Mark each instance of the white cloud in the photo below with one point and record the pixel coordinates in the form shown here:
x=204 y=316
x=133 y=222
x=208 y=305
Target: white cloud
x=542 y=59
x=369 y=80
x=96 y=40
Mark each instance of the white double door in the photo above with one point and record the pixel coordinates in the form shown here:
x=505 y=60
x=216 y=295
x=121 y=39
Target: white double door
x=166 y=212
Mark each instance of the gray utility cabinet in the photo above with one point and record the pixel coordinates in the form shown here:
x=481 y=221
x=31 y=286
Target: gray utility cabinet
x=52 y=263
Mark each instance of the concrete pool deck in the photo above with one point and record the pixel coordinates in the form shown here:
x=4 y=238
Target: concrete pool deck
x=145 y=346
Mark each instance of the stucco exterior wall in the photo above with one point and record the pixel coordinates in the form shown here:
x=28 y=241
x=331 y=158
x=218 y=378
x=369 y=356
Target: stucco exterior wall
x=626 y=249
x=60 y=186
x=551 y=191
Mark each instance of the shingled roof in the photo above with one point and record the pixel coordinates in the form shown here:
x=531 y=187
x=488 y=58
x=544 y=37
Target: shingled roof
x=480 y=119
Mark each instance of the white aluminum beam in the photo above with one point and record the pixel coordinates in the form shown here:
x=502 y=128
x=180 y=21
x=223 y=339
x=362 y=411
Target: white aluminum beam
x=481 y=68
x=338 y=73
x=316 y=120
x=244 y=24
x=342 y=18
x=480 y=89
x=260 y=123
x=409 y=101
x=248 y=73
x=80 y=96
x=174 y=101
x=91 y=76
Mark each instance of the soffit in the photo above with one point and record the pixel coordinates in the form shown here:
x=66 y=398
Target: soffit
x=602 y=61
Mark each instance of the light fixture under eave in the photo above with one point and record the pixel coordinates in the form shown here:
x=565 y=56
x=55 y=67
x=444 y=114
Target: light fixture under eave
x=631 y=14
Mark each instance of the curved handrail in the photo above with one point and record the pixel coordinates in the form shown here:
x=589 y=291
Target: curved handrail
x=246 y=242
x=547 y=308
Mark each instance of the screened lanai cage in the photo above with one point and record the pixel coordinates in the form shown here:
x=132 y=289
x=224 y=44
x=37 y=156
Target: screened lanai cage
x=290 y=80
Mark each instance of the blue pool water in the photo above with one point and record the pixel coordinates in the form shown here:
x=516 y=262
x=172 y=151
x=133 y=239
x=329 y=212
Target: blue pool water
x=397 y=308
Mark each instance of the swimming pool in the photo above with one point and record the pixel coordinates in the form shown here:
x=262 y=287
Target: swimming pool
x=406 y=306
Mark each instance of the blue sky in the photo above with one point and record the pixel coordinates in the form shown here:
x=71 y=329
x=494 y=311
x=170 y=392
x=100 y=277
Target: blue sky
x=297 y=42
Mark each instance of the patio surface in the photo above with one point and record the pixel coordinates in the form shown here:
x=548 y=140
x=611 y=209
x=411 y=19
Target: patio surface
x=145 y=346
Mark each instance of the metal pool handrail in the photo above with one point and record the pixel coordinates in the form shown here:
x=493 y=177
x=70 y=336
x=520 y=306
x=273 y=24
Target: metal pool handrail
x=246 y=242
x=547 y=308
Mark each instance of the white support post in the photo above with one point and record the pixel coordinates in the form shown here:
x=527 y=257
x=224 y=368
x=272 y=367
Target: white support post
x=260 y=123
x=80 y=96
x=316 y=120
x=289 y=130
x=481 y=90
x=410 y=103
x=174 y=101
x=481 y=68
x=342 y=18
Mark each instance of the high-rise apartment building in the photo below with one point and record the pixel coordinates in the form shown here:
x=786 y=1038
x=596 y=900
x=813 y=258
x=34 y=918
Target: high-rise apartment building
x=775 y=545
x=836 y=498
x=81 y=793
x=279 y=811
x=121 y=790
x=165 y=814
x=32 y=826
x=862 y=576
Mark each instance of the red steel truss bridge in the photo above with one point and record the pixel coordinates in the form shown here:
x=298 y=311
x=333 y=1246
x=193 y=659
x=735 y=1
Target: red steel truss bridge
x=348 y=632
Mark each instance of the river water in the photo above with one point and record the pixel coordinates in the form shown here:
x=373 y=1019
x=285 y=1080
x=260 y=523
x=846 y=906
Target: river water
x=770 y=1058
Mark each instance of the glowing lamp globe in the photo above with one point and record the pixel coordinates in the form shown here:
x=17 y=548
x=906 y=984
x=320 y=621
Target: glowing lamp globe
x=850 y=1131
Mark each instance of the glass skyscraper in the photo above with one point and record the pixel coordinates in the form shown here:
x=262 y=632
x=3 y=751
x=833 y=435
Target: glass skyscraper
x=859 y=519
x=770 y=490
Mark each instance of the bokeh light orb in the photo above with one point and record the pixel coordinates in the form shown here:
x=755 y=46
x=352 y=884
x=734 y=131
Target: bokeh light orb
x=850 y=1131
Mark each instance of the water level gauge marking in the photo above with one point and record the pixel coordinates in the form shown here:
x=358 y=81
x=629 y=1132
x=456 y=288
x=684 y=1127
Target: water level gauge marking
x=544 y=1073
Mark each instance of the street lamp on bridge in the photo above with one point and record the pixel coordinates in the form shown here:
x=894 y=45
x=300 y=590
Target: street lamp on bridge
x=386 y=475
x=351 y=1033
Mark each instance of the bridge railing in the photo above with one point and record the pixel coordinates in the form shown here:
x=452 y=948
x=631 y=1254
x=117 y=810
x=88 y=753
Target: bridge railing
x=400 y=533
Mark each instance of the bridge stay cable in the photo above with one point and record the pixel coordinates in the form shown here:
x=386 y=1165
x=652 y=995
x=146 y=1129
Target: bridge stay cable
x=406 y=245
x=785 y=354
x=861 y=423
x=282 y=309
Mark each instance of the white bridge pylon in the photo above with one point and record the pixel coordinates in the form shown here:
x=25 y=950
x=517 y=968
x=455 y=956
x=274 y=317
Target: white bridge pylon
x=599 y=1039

═══

Copy the entire listing above word for word, keeping every line and every coordinate unchanged.

Mark each instance of the white cloud in the photo below with one point and record the pixel coordinates in the form shown here:
x=204 y=316
x=133 y=222
x=208 y=305
Target: white cloud
x=542 y=59
x=369 y=80
x=96 y=40
Mark each instance of the white double door in the photo above with one point and record the pixel coordinates in the form shown here:
x=505 y=60
x=216 y=295
x=121 y=39
Target: white double door
x=166 y=212
Mark each instance of the gray utility cabinet in the photo above with one point and record the pixel coordinates in the form shown here:
x=481 y=221
x=31 y=286
Target: gray utility cabinet
x=52 y=263
Mark each instance of the concrete pool deck in the photo above with one point and record the pixel coordinates in the form shown here:
x=4 y=238
Target: concrete pool deck
x=145 y=346
Mark each instance of the stucco exterior wall in the photo above with one point and record the pixel coordinates in the form shown here:
x=28 y=241
x=331 y=158
x=218 y=378
x=369 y=356
Target: stucco exterior wall
x=626 y=249
x=60 y=186
x=551 y=191
Mark each instance of the shingled roof in the photo above with one point and record the pixel coordinates in the form shown here:
x=531 y=187
x=488 y=58
x=544 y=37
Target: shingled roof
x=480 y=119
Mark each instance of the white aluminum beam in the photo above with one point and record the pixel coordinates in the form shown here:
x=502 y=128
x=180 y=21
x=223 y=339
x=362 y=411
Target: white aluminum beam
x=481 y=68
x=338 y=73
x=316 y=120
x=244 y=24
x=342 y=18
x=480 y=89
x=260 y=123
x=409 y=101
x=248 y=73
x=80 y=96
x=174 y=101
x=91 y=76
Mark each instance of the soffit in the photo above with one point and record the pixel coordinates in the form shown here:
x=66 y=398
Target: soffit
x=602 y=61
Mark each instance of the light fixture under eave in the photo above with one point and record the pixel coordinates in the form shown here:
x=565 y=56
x=55 y=67
x=444 y=114
Target: light fixture under eave
x=631 y=14
Mark each instance of the curved handrail in the photo above with one point and record the pixel coordinates in the form shown here:
x=589 y=291
Target: curved handrail
x=246 y=242
x=547 y=308
Mark each instance of the screened lanai cage in the photo above with one point and record the pixel coordinates in the form shown here:
x=132 y=289
x=224 y=44
x=37 y=156
Target: screened lanai cage
x=290 y=80
Mark each instance of the blue pool water in the photo above with one point and record the pixel coordinates in the form shown here:
x=516 y=262
x=172 y=151
x=133 y=239
x=329 y=212
Target: blue pool water
x=397 y=308
Mark each instance of the swimming pool in the photo above with one point and record the pixel coordinates in the form shown here:
x=262 y=287
Target: swimming pool
x=406 y=306
Mark each instance of the blue sky in the photo above with one point and record the pixel coordinates in the form shown here:
x=71 y=329
x=494 y=311
x=170 y=392
x=100 y=277
Target: blue sky
x=297 y=42
Mark each instance of the patio surface in the photo above with one point and record the pixel coordinates in the form shown here:
x=548 y=140
x=611 y=209
x=411 y=19
Target: patio surface
x=145 y=346
Mark each instance of the metal pool handrail in the photo above with one point and record the pixel coordinates in the form shown here:
x=493 y=177
x=70 y=336
x=520 y=306
x=273 y=24
Target: metal pool handrail
x=246 y=242
x=547 y=308
Mark each instance of the white support post in the photo above with one point and record the pixel coordinates in the form shown here:
x=527 y=257
x=224 y=368
x=272 y=367
Target: white support post
x=260 y=123
x=80 y=96
x=316 y=120
x=289 y=130
x=481 y=90
x=410 y=103
x=174 y=101
x=481 y=68
x=342 y=18
Mark each instance of the high-rise apartment building in the photo below with one point and record the pixel coordinates in the form shown here:
x=786 y=1038
x=596 y=900
x=813 y=258
x=34 y=918
Target: high-rise apartment building
x=775 y=545
x=836 y=498
x=81 y=793
x=279 y=811
x=121 y=790
x=165 y=814
x=32 y=826
x=862 y=576
Mark each instance of the red steel truss bridge in the photo above with one point and record the pixel coordinates in the form shown here:
x=298 y=311
x=333 y=1246
x=193 y=659
x=735 y=1
Target: red steel truss bridge
x=348 y=632
Mark each instance of the river water in the photo above with one point and record the pixel coordinates in the form shown here:
x=373 y=1019
x=285 y=1080
x=260 y=523
x=846 y=906
Target: river water
x=770 y=1058
Mark each instance of the glowing lamp globe in the photo above with one point and record the pixel coordinates in the form shown here:
x=17 y=548
x=906 y=984
x=320 y=621
Target: glowing lamp globe
x=850 y=1131
Mark each instance of the glass skyscraper in the photo above with one point and record the pixel coordinates in the form shown here:
x=262 y=632
x=3 y=751
x=833 y=435
Target: glass skyscraper
x=859 y=519
x=770 y=490
Mark each instance of the bokeh light orb in the photo above with one point and record the pixel coordinates in the form shown here:
x=755 y=46
x=352 y=884
x=734 y=131
Target: bokeh light orb
x=850 y=1131
Mark each instance of the water level gauge marking in the photo above with one point and record the pixel coordinates in the form shown here:
x=358 y=81
x=629 y=1132
x=456 y=288
x=684 y=1127
Target: water level gauge marking
x=544 y=1073
Mark each instance of the street lamp on bridge in the photo above with one point and record the pixel coordinates in the form shown here:
x=894 y=45
x=300 y=590
Target: street lamp on bridge
x=386 y=475
x=351 y=1033
Mark each instance of the bridge railing in the photo above with one point and record the pixel coordinates in the form shown here:
x=452 y=948
x=631 y=1254
x=117 y=810
x=88 y=753
Target: bridge railing
x=400 y=533
Mark each instance of the bridge stay cable in the photo above with one point and record the pixel coordinates in the form shown here:
x=386 y=1165
x=652 y=995
x=146 y=1129
Target: bridge stay cable
x=406 y=245
x=785 y=354
x=861 y=423
x=282 y=309
Mark each instance of the white bridge pylon in the photo above with one point and record the pixel coordinates in the form shown here:
x=25 y=950
x=517 y=968
x=455 y=956
x=274 y=317
Target: white bridge pylon
x=599 y=1039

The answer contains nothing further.